• Document text:
--------------------

# How bad in cheese for piranhas?



## Ex0dus (Jun 29, 2005)

My f*cking neighbors were over visiting... long story short one of their god damn kids threw some cheese in one my my irritans tank and the dude is on the f*cking bottom laying sideways. Is there something I can do... I cant f*cking believe this sh*t. Im so god damn man im ready to posion the kids dog w/ anti freeze...


----------



## sinigang (Mar 26, 2005)

i don't kno, but i think cheese is pretty fatty(someone might correct me)...anyway i hope ur irritans pulls through this, if i were u i'd own those kids, but i have no self control..hope everything works out


----------



## Sheppard (Jul 8, 2004)

Holy sh*t!!!! That's terrible!

Man i'd be so pissed too...I really don't know what you could do except hope the cheese passes through.


----------



## Ægir (Jan 21, 2006)

"an eye for an eye" my friend.... he will take a massive dump and be fine, its the same as a lactose-intolerant person eating cheese... doesnt that meen xlax brownies "annonimously" on their porch? dont for get the "thanks for all you do" card!


----------



## jaceh14 (Jul 6, 2006)

haha... that's freakin hilarious! you should totally do that to your neighbors!!!


----------



## Dawgz (Aug 18, 2005)

--------------------

• Goal of the exercise:
Write what comes next in the forum thread about a piranha that was fed cheese, starting right after its last line. The rows after this thread aren't needed.

--------------------

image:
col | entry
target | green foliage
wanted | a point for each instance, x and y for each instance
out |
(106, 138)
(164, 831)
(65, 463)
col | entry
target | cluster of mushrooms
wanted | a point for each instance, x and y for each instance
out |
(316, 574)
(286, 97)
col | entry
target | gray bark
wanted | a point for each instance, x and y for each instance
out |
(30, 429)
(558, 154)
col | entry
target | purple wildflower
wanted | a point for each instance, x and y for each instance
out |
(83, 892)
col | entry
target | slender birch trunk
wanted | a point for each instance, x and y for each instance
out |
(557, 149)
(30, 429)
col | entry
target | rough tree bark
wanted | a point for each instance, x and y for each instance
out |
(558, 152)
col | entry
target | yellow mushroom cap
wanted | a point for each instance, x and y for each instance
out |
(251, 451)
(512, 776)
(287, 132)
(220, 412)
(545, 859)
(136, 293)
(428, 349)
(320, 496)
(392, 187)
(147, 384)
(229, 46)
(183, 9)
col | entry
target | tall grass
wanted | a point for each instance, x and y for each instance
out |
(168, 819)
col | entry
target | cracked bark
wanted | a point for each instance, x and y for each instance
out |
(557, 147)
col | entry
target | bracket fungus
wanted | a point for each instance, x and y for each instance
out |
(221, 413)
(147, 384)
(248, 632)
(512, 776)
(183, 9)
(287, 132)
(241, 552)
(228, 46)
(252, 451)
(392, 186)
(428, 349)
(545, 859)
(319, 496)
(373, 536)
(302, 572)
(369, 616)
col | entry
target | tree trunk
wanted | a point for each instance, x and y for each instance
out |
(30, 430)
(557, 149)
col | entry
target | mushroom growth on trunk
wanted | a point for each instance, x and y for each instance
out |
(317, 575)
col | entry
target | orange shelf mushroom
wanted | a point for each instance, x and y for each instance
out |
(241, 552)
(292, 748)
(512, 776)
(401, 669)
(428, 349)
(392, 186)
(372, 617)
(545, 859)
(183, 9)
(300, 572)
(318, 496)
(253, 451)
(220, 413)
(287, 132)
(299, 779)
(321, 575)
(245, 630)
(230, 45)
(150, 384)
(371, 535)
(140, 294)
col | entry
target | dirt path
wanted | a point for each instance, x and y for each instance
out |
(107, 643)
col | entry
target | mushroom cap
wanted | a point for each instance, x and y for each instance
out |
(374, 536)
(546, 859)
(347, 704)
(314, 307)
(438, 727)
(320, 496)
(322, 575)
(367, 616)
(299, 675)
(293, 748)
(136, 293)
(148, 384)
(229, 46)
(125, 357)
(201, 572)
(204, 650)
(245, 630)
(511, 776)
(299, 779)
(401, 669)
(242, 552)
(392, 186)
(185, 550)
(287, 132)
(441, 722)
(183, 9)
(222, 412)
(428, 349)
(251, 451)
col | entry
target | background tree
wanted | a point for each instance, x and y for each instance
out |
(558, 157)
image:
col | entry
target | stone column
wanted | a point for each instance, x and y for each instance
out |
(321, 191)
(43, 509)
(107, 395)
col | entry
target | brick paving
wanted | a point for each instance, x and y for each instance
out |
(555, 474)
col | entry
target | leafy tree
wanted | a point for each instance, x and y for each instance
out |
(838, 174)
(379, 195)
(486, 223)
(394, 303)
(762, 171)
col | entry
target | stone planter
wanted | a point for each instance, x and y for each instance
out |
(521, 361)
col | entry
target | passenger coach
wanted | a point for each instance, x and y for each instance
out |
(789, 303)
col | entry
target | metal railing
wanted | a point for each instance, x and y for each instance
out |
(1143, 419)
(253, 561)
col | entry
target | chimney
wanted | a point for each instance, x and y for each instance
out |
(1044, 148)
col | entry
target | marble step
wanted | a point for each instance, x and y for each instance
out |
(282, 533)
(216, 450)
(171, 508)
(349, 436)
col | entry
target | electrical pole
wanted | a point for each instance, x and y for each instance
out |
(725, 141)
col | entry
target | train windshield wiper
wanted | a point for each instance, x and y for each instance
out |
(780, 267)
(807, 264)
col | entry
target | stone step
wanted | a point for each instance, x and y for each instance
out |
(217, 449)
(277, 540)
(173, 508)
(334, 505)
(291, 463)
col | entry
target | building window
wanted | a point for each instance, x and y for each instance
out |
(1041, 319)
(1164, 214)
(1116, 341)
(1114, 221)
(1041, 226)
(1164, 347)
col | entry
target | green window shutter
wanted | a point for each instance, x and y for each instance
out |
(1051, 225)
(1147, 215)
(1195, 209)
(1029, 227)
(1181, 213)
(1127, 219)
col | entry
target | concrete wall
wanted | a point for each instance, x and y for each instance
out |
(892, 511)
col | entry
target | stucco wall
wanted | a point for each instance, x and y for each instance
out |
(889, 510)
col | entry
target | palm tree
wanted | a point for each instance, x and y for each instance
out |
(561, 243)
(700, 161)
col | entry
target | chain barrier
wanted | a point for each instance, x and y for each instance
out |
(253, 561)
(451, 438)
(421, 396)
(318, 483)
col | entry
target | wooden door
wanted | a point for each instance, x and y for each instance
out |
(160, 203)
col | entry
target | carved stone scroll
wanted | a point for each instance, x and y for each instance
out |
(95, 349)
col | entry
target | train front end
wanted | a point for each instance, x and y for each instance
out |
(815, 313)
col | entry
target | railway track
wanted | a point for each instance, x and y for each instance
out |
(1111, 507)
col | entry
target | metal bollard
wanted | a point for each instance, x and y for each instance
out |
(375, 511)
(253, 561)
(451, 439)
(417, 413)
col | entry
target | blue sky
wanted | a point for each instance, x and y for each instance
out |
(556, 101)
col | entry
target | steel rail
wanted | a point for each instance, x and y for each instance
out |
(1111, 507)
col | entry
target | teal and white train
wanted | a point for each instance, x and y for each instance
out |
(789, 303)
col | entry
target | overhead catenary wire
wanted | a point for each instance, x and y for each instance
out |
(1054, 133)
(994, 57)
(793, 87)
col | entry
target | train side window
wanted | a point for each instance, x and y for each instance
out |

--------------------

• Answer to the exercise:
i dont think the piranha's stomach was made to digest dairy.....lets hope it just shits it out...otherwise...cheese is pretty stickyyyyyyy


----------



## Ex0dus (Jun 29, 2005)

I went to go check on my irritans and some of my marginatus are acting funny. 10minutes of his parents bitching at him and he finally confesses to feeding my fish cheese... no sh*t. He only confessed after they threatened to take away his xbox. I told them if any of my fish dies that I will take compensation in the form of manual labor around my yard to repay every cent of replacement. I wont anti freeze his dog, but im seriously pissed. People raise their kids today to not value anything or respect anything.


----------



## Winkyee (Feb 17, 2003)

How old is the kid?
The parents should cover cost of the fish and shipping if something happens to it.
You gotta watch kids man, 
My buddies daughter once dumped a couple handfuls of dog chow in my tank(oscars).She was only 6 though.


----------



## taylorhedrich (Mar 2, 2005)

Ex0dus said:


> I went to go check on my irritans and some of my marginatus are acting funny. 10minutes of his parents bitching at him and he finally confesses to feeding my fish cheese... no sh*t. He only confessed after they threatened to take away his xbox. I told them if any of my fish dies that I will take compensation in the form of manual labor around my yard to repay every cent of replacement. I wont anti freeze his dog, but im seriously pissed. People raise their kids today to not value anything or respect anything.


Good for you! I'm glad you aren't going to let them get away with it......

I really hope all goes well with your irritans.....and now you think he may have fed some to the marginatus too?









About how old was the kid, anyway?
~Taylor~


----------



## Piranha Guru (Nov 24, 2005)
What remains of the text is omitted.